[Text block]
Laptops by their very nature use smaller and more compact systems than their desktop counterparts. Unfortunately, this applies to the cooling system — the heat sink and fan assemblies — as well. Anyone who has any experience with computers, or electronics in general, knows that heat is one of the biggest enemies of electronics.

With the smaller and more compact cooling systems of laptops, unfortunately they have smaller fans and less airflow space, and are more quickly and more frequently affected by dust build-up in the heat sink and fans than desktops. However, even though the air flows through a smaller space, it works very well to cool the laptop, provided that the air spaces aren’t blocked or clogged.

Note that during heavy usage, its normal (and expected) for your laptop to get a little warm on the bottom. However, if you can’t put your hand there without having to pull it away, it’s too hot.

Most laptop users who have experienced an overheating laptop turn to a readily-available but poor choice of solutions: the laptop cooling mat. These poorly-designed devices are generally flat plastic “trays” with a USB-powered fan or two in the middle. They only serve to stir the air under your laptop and actually do very little to cool its hard-working internal electronics.

Signs of an overheating laptop include slow speeds (the processor clocks down to lower it’s heat output after it reaches a certain temperature), random sudden shutdowns (the processor shuts the system down in an “emergency” when clocking down still can’t cool the system), and program freezes, crashes, and more (hot processors become unstable, and the heat can affect nearby components). It’s also not uncommon for sustained periods of high heat to permanently damage your laptop’s motherboard or other components. So, protect your investment and do the right thing: clean it.

[List of tasks]
A) In the passage on laptop overheating, what are laptop cooling mats generally described as?
B) Recast the paragraph of the laptop overheating passage that begins "Signs of an overheating laptop include" as a short bulleted list.
C) Extend the passage on laptop overheating beyond its final sentence.

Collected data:

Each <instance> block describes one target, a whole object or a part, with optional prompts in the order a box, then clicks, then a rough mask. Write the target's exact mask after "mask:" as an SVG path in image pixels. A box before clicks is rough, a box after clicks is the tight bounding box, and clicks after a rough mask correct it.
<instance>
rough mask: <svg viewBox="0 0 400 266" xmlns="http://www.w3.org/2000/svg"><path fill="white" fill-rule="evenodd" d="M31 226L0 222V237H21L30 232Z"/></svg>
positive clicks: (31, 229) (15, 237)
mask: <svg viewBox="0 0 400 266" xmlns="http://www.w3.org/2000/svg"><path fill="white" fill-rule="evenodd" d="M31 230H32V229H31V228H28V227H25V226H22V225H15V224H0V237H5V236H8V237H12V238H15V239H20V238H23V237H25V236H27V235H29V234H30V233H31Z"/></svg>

[Answers by item number]
A) Flat plastic "trays" with one or two USB-powered fans in the middle.

B)
- Slow speeds: the processor clocks down to reduce its heat output once it reaches a certain temperature.
- Random sudden shutdowns: the processor shuts the system down in an "emergency" when clocking down can't cool it.
- Program freezes, crashes, and more: hot processors become unstable, and heat can affect nearby components.
- Sustained high heat can permanently damage the motherboard or other components.
- To protect the laptop, clean it.

C)
Preventing the problem of an overheating laptop is easy to do. Simply blow the air vents out periodically with compressed air. This 2-minute job serves to quickly evacuate the dust and dirt from the heat sink and fans, and keeps the air flowing as it should.

Unfortunately, once the dust has accumulated past a certain point, it’s sure to have formed a giant dust bunny and the compressed air will do very little. It’s simply too large now to go back the way it came in, but it’s still not too late. You’ll have to disassemble your laptop far enough to get the heat sink (and possibly the fan) out and clean it by hand.

Depending on your laptop, it may be a quick operation, or it may not. Use your favorite search engine to find disassembly instructions for your specific model, and budget yourself an hour or so, depending on the length of the procedure.

It’s extremely important that you reapply a thermal compound to the processor before the heatsink is reattached. Thermal compound serves to fill in the small gaps between the processor and the heat sink for ideal heat transfer.